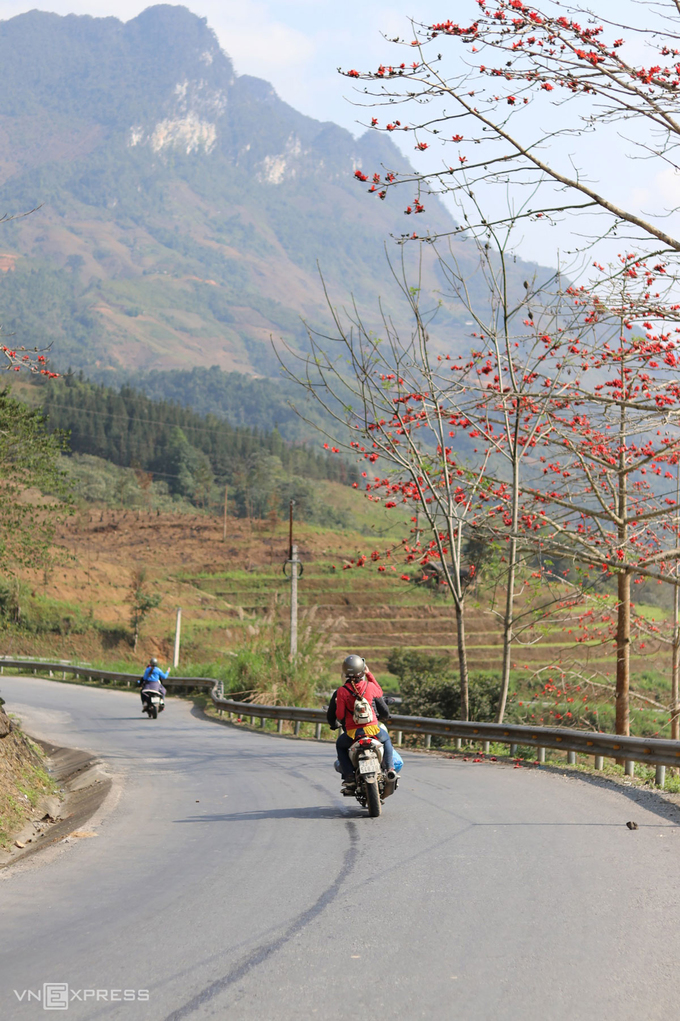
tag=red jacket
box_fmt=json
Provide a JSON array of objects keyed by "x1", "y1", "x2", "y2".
[{"x1": 335, "y1": 670, "x2": 383, "y2": 730}]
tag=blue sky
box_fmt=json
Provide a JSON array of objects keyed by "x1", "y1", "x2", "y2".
[
  {"x1": 0, "y1": 0, "x2": 450, "y2": 134},
  {"x1": 0, "y1": 0, "x2": 680, "y2": 264}
]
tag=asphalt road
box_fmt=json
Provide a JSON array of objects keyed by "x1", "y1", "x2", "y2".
[{"x1": 0, "y1": 677, "x2": 680, "y2": 1021}]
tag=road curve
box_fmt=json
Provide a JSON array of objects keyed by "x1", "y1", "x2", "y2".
[{"x1": 0, "y1": 677, "x2": 680, "y2": 1021}]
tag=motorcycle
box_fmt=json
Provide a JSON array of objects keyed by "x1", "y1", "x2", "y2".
[
  {"x1": 336, "y1": 737, "x2": 398, "y2": 819},
  {"x1": 142, "y1": 691, "x2": 165, "y2": 720}
]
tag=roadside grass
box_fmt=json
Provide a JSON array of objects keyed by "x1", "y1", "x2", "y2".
[{"x1": 0, "y1": 726, "x2": 58, "y2": 849}]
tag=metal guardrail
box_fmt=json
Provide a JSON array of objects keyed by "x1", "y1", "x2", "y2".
[{"x1": 0, "y1": 658, "x2": 680, "y2": 784}]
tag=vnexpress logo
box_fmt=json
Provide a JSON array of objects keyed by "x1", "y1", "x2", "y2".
[
  {"x1": 14, "y1": 982, "x2": 149, "y2": 1011},
  {"x1": 43, "y1": 982, "x2": 68, "y2": 1011}
]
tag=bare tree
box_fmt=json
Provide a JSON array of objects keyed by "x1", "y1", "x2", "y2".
[{"x1": 344, "y1": 0, "x2": 680, "y2": 254}]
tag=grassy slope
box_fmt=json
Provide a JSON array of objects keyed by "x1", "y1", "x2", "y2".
[{"x1": 0, "y1": 710, "x2": 56, "y2": 847}]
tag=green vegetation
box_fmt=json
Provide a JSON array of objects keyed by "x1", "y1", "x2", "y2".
[
  {"x1": 34, "y1": 376, "x2": 358, "y2": 527},
  {"x1": 387, "y1": 648, "x2": 500, "y2": 723},
  {"x1": 0, "y1": 718, "x2": 57, "y2": 849},
  {"x1": 0, "y1": 387, "x2": 68, "y2": 572}
]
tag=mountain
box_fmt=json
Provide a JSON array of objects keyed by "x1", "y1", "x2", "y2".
[{"x1": 0, "y1": 5, "x2": 479, "y2": 379}]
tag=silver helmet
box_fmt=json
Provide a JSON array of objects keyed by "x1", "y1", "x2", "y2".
[{"x1": 340, "y1": 655, "x2": 366, "y2": 681}]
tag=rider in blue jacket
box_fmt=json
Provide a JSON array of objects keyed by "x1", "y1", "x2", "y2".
[{"x1": 137, "y1": 655, "x2": 167, "y2": 706}]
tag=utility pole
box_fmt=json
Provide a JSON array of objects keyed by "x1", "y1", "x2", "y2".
[
  {"x1": 288, "y1": 500, "x2": 295, "y2": 561},
  {"x1": 283, "y1": 500, "x2": 303, "y2": 660},
  {"x1": 290, "y1": 545, "x2": 301, "y2": 660},
  {"x1": 173, "y1": 606, "x2": 182, "y2": 670},
  {"x1": 671, "y1": 463, "x2": 680, "y2": 741}
]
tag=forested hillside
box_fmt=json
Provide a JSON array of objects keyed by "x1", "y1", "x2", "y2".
[
  {"x1": 0, "y1": 5, "x2": 476, "y2": 378},
  {"x1": 38, "y1": 376, "x2": 358, "y2": 523}
]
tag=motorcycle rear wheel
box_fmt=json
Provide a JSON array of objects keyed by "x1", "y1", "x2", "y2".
[{"x1": 363, "y1": 781, "x2": 382, "y2": 819}]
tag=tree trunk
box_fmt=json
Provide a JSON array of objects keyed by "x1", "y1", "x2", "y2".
[
  {"x1": 671, "y1": 571, "x2": 680, "y2": 741},
  {"x1": 496, "y1": 447, "x2": 520, "y2": 723},
  {"x1": 455, "y1": 600, "x2": 470, "y2": 720},
  {"x1": 496, "y1": 538, "x2": 517, "y2": 723},
  {"x1": 617, "y1": 571, "x2": 630, "y2": 734}
]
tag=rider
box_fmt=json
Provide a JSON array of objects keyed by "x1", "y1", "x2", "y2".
[
  {"x1": 137, "y1": 655, "x2": 167, "y2": 712},
  {"x1": 328, "y1": 655, "x2": 394, "y2": 787}
]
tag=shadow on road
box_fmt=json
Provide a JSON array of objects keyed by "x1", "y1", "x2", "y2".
[{"x1": 175, "y1": 806, "x2": 359, "y2": 823}]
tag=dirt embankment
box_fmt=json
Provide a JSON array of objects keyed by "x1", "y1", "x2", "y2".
[
  {"x1": 0, "y1": 707, "x2": 59, "y2": 850},
  {"x1": 0, "y1": 708, "x2": 112, "y2": 869}
]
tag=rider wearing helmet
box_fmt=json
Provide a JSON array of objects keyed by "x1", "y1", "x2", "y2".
[
  {"x1": 137, "y1": 655, "x2": 167, "y2": 712},
  {"x1": 328, "y1": 655, "x2": 394, "y2": 787}
]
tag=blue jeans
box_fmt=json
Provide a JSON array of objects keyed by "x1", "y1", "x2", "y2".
[{"x1": 335, "y1": 727, "x2": 394, "y2": 780}]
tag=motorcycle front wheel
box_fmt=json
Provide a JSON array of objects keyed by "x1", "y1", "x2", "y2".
[{"x1": 363, "y1": 781, "x2": 382, "y2": 819}]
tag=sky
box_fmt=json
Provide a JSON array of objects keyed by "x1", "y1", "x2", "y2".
[
  {"x1": 0, "y1": 0, "x2": 680, "y2": 265},
  {"x1": 0, "y1": 0, "x2": 450, "y2": 135}
]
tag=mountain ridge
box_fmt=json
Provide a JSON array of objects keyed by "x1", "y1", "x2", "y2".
[{"x1": 0, "y1": 5, "x2": 481, "y2": 376}]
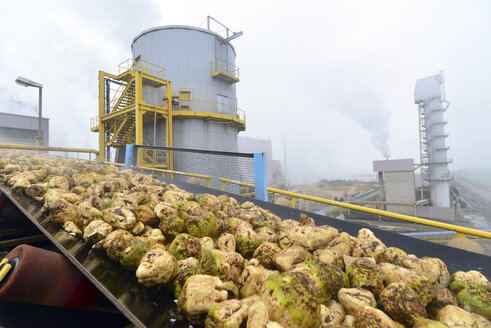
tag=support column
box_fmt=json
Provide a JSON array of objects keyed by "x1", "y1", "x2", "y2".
[
  {"x1": 124, "y1": 144, "x2": 133, "y2": 169},
  {"x1": 135, "y1": 71, "x2": 143, "y2": 166},
  {"x1": 96, "y1": 71, "x2": 106, "y2": 162},
  {"x1": 254, "y1": 153, "x2": 268, "y2": 202},
  {"x1": 165, "y1": 82, "x2": 174, "y2": 170}
]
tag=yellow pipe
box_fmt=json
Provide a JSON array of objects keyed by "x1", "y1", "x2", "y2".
[
  {"x1": 291, "y1": 196, "x2": 297, "y2": 208},
  {"x1": 0, "y1": 143, "x2": 99, "y2": 155},
  {"x1": 218, "y1": 178, "x2": 491, "y2": 239},
  {"x1": 268, "y1": 188, "x2": 491, "y2": 239}
]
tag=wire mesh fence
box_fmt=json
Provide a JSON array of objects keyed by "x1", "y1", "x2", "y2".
[{"x1": 133, "y1": 145, "x2": 254, "y2": 197}]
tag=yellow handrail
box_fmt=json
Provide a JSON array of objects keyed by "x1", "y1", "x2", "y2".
[
  {"x1": 218, "y1": 178, "x2": 491, "y2": 239},
  {"x1": 140, "y1": 167, "x2": 213, "y2": 188}
]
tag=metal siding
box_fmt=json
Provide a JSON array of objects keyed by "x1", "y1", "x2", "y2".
[
  {"x1": 0, "y1": 113, "x2": 49, "y2": 130},
  {"x1": 132, "y1": 26, "x2": 238, "y2": 154},
  {"x1": 132, "y1": 28, "x2": 237, "y2": 101},
  {"x1": 0, "y1": 113, "x2": 49, "y2": 146}
]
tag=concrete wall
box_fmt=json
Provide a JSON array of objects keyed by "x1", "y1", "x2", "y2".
[{"x1": 0, "y1": 113, "x2": 49, "y2": 146}]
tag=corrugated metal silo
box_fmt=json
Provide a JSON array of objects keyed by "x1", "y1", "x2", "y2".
[{"x1": 131, "y1": 25, "x2": 245, "y2": 184}]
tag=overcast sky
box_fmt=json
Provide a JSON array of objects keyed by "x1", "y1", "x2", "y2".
[{"x1": 0, "y1": 0, "x2": 491, "y2": 181}]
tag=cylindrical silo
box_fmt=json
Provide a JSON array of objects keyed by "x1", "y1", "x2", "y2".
[{"x1": 131, "y1": 25, "x2": 245, "y2": 188}]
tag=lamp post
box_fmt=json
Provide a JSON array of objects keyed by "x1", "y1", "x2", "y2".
[{"x1": 15, "y1": 76, "x2": 44, "y2": 145}]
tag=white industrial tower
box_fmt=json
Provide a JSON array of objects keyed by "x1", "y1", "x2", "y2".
[{"x1": 414, "y1": 72, "x2": 451, "y2": 207}]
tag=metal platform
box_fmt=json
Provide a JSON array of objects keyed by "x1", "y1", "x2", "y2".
[{"x1": 0, "y1": 179, "x2": 491, "y2": 327}]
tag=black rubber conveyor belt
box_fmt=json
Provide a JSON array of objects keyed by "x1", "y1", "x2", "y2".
[{"x1": 0, "y1": 179, "x2": 491, "y2": 327}]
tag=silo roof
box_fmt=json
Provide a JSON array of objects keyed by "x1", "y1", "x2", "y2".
[{"x1": 131, "y1": 25, "x2": 237, "y2": 55}]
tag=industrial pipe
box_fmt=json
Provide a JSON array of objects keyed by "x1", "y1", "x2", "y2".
[{"x1": 0, "y1": 143, "x2": 99, "y2": 155}]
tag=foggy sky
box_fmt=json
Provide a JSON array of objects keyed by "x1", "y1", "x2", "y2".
[{"x1": 0, "y1": 0, "x2": 491, "y2": 182}]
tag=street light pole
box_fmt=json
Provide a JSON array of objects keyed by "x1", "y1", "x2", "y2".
[
  {"x1": 38, "y1": 87, "x2": 42, "y2": 146},
  {"x1": 15, "y1": 76, "x2": 43, "y2": 146}
]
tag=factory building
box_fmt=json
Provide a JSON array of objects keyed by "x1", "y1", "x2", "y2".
[
  {"x1": 91, "y1": 21, "x2": 246, "y2": 188},
  {"x1": 373, "y1": 159, "x2": 416, "y2": 215},
  {"x1": 414, "y1": 73, "x2": 451, "y2": 207},
  {"x1": 131, "y1": 25, "x2": 245, "y2": 152},
  {"x1": 0, "y1": 113, "x2": 49, "y2": 146}
]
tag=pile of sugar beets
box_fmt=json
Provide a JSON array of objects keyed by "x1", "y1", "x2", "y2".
[{"x1": 0, "y1": 152, "x2": 491, "y2": 328}]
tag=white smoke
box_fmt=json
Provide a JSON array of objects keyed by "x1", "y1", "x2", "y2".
[{"x1": 330, "y1": 85, "x2": 391, "y2": 158}]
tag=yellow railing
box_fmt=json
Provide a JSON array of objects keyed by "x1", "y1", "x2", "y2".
[
  {"x1": 218, "y1": 178, "x2": 491, "y2": 239},
  {"x1": 90, "y1": 115, "x2": 99, "y2": 129},
  {"x1": 172, "y1": 99, "x2": 246, "y2": 121},
  {"x1": 50, "y1": 155, "x2": 124, "y2": 167},
  {"x1": 118, "y1": 58, "x2": 165, "y2": 79},
  {"x1": 140, "y1": 167, "x2": 213, "y2": 188},
  {"x1": 210, "y1": 59, "x2": 239, "y2": 80},
  {"x1": 142, "y1": 88, "x2": 167, "y2": 108}
]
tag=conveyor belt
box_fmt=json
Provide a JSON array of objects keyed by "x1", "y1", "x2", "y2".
[{"x1": 0, "y1": 180, "x2": 491, "y2": 327}]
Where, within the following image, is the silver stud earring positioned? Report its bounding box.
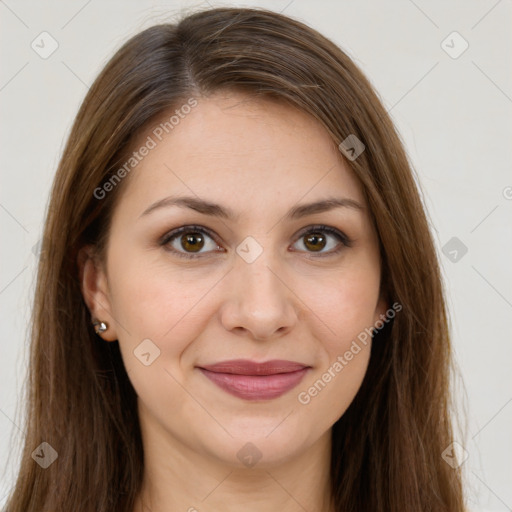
[92,319,108,334]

__TASK TO COMPLETE__: Begin with the line that contains "tag=yellow railing" and copy every line through the end of the listing, exactly as written, both ends included. Pictures are not part of the copy.

__FINAL ANSWER__:
tag=yellow railing
box_fmt=json
Provide a JSON array of objects keyed by "x1", "y1", "x2", "y2".
[
  {"x1": 218, "y1": 178, "x2": 491, "y2": 239},
  {"x1": 90, "y1": 115, "x2": 99, "y2": 129},
  {"x1": 172, "y1": 99, "x2": 246, "y2": 121},
  {"x1": 50, "y1": 155, "x2": 124, "y2": 167},
  {"x1": 118, "y1": 58, "x2": 165, "y2": 79},
  {"x1": 140, "y1": 167, "x2": 213, "y2": 188},
  {"x1": 210, "y1": 59, "x2": 239, "y2": 80},
  {"x1": 142, "y1": 88, "x2": 167, "y2": 108}
]
tag=conveyor belt
box_fmt=json
Provide a JSON array of objects keyed by "x1", "y1", "x2", "y2".
[{"x1": 0, "y1": 180, "x2": 491, "y2": 327}]
Where, within the following image, is the silver stud earring positioned? Report its bounding box.
[92,319,108,334]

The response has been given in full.